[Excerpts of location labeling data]
——————————

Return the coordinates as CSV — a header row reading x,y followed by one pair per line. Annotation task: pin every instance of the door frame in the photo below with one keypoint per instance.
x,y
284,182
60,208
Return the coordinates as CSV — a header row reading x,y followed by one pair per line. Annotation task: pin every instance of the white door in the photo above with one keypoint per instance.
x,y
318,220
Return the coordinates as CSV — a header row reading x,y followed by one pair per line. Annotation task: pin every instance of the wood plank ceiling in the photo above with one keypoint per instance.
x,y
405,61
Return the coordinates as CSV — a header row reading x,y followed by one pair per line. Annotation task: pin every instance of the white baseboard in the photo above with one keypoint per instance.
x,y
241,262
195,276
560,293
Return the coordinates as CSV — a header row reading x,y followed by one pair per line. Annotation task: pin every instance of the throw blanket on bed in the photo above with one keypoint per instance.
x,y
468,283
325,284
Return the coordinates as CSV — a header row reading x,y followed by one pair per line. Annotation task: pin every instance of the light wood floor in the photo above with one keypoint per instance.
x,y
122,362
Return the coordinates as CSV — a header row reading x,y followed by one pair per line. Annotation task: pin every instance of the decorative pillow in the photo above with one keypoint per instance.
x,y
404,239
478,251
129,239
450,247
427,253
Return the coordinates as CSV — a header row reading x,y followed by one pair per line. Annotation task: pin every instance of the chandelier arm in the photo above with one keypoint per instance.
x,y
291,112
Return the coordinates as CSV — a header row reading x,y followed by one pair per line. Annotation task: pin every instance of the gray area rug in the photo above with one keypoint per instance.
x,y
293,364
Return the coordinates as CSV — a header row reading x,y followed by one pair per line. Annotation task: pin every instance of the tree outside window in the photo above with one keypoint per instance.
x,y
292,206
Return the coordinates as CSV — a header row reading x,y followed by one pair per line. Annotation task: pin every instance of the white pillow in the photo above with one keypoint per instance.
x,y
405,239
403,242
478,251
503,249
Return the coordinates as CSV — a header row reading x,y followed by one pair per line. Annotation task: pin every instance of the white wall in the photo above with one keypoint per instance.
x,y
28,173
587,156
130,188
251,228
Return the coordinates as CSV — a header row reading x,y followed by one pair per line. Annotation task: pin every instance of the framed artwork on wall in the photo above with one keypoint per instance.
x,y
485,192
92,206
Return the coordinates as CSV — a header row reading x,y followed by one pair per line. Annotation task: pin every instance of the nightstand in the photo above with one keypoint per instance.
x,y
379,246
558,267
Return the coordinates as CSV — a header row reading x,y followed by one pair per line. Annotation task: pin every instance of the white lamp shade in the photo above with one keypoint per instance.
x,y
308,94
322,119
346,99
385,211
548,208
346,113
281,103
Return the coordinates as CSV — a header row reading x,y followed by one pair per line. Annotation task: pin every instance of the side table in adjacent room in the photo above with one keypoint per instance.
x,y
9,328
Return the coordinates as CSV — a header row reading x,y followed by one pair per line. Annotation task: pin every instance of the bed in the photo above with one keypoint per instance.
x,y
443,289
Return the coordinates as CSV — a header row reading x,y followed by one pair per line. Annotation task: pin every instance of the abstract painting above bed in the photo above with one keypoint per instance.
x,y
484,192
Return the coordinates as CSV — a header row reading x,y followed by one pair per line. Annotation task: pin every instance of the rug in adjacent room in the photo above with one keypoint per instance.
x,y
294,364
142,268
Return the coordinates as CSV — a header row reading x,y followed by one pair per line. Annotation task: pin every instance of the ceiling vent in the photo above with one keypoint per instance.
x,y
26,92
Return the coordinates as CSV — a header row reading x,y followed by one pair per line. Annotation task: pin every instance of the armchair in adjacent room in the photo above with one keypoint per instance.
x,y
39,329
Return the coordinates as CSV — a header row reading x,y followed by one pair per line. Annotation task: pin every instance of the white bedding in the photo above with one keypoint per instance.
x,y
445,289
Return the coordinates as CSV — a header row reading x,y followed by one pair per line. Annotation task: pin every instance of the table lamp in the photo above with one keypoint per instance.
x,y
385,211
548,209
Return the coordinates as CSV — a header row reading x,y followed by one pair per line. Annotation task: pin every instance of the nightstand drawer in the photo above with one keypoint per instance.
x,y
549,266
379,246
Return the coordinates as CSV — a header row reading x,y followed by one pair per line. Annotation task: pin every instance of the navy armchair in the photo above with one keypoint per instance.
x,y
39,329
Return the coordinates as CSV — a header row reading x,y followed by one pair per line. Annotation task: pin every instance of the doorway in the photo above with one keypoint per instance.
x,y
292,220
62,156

——————————

YOUR OBJECTIVE » Could you render every line of the entries above as one numbered list, skipping any blank lines?

ANSWER TO THE PROBLEM »
1. Return the coordinates as CSV — a header row reading x,y followed by one pair per line. Annotation task: pin every instance of the door frame in the photo below with one keypoint per instance.
2. x,y
3. 284,182
4. 60,208
5. Return the coordinates as CSV — a header row reading x,y followed by one pair per line. Annotation task: pin every instance of the white door in the photo above with one keypoint per instance.
6. x,y
7. 318,220
8. Return the coordinates as CSV — a header row reading x,y followed by one pair per line. Annotation task: pin every instance of the wood plank ceiling in the photo above with one keypoint per instance.
9. x,y
10. 405,61
11. Return the coordinates as CSV — a header row reading x,y followed by one pair per line. Annotation task: pin every instance of the white baseboard in the photo above with one keypoint per instance.
12. x,y
13. 241,262
14. 195,276
15. 560,293
16. Return the coordinates as CSV — a header row reading x,y followed by one pair per line. Annotation task: pin every instance of the throw blanket on bed in the photo above with one keypoint per instance.
17. x,y
18. 468,283
19. 325,284
20. Return the coordinates as CSV — a header row reading x,y followed by one pair per line. Annotation task: pin every instance of the light wood floor in the photo above with one keypoint per instance.
21. x,y
22. 122,362
23. Return the coordinates as CSV — a header row reading x,y followed by one pair per line. Annotation task: pin every instance of the decorative pillow in the photo above with one keypoint per instance.
24. x,y
25. 404,239
26. 478,251
27. 129,239
28. 450,247
29. 427,253
30. Return the coordinates as CSV — a header row reading x,y followed by one pair per line. Annotation task: pin every instance of the chandelier arm in the photo above with one keypoint per instance.
31. x,y
32. 291,112
33. Return the coordinates as CSV — a header row reading x,y followed by one pair per line. Annotation task: pin every instance of the gray area rug in the photo above with one keypoint per instance.
34. x,y
35. 293,364
36. Return the coordinates as CSV — a header row reading x,y followed by one pair per line. Annotation task: pin every instance of the tree outside window in the photo above with one keypoint per instance.
37. x,y
38. 292,206
39. Return the coordinates as CSV — a header row reading x,y followed by one pair per line. Annotation task: pin every instance of the white pillow in the photo above with one keypoint per instance.
40. x,y
41. 405,239
42. 403,242
43. 478,251
44. 503,249
45. Return the coordinates as CSV — a header row reading x,y followed by one pair per line. Annotation task: pin every instance of the white wall in the photo above with one keypoint per instance.
46. x,y
47. 28,173
48. 587,156
49. 130,188
50. 251,228
51. Return the coordinates as CSV — a header row reading x,y followed by one pair per line. Annotation task: pin every instance of the framed artwork on wall in the photo above with one keypoint per instance.
52. x,y
53. 485,192
54. 92,206
55. Return the coordinates as CSV — a header row reading x,y followed by one pair per line. Annotation task: pin every instance of the nightstand in the photo above with one keypoint per instance.
56. x,y
57. 379,246
58. 558,267
59. Return the coordinates as CSV — a header row reading x,y followed by one pair per line. Annotation task: pin every instance of the white lamp shade in the photo above with one keypoint per instance.
60. x,y
61. 308,94
62. 322,119
63. 346,99
64. 385,211
65. 548,208
66. 346,113
67. 281,103
68. Return the coordinates as CSV — a header row reading x,y followed by one pair per line. Annotation task: pin every instance of the side table in adjacent room in the photo above with one keypoint per instance.
69. x,y
70. 9,328
71. Return the coordinates as CSV — a header row reading x,y followed by one pair per line. Annotation task: pin every instance of the bed in the photo above with one keypoint per instance.
72. x,y
73. 443,289
74. Return the coordinates as CSV — a header row reading x,y followed by one pair per line. Annotation task: pin every instance of the abstract painting above bed in the photo above with one keypoint per instance.
75. x,y
76. 484,192
77. Return the coordinates as CSV — a header row reading x,y followed by one pair per line. Annotation task: pin every instance of the rug in adjacent room in the photo above with one keypoint per instance.
78. x,y
79. 294,364
80. 142,268
81. Return the coordinates as CSV — a header row reading x,y followed by one pair per line. Annotation task: pin every instance of the ceiling vent in the photo above with one keypoint per instance.
82. x,y
83. 26,92
84. Return the coordinates as CSV — a header row reading x,y followed by one pair per line. Annotation task: pin every instance of the armchair in adjacent room in the photo above with one keypoint per instance.
85. x,y
86. 39,329
87. Return the coordinates as CSV — a header row reading x,y followed by one pair per line. Annotation task: pin every instance of the white bedding in the photo above with one keypoint per instance.
88. x,y
89. 445,289
90. Return the coordinates as CSV — a header row reading x,y followed by one pair per line. Annotation task: pin every instance of the table lamp in the photo above with one keypoint per instance.
91. x,y
92. 385,211
93. 548,209
94. Return the coordinates as CSV — a header row reading x,y followed by one pair per line. Annotation task: pin every instance of the nightstand drawer in the photo above with one keypoint per instance.
95. x,y
96. 549,266
97. 379,246
98. Return the coordinates as CSV — a header row reading x,y followed by one pair per line. Annotation task: pin every instance of the navy armchair in the photo above with one keypoint per instance.
99. x,y
100. 39,329
101. Return the coordinates as CSV — a header row reading x,y followed by one pair per line. Annotation task: pin every instance of the doorway in the photo above with one keypoint per instance.
102. x,y
103. 292,220
104. 62,156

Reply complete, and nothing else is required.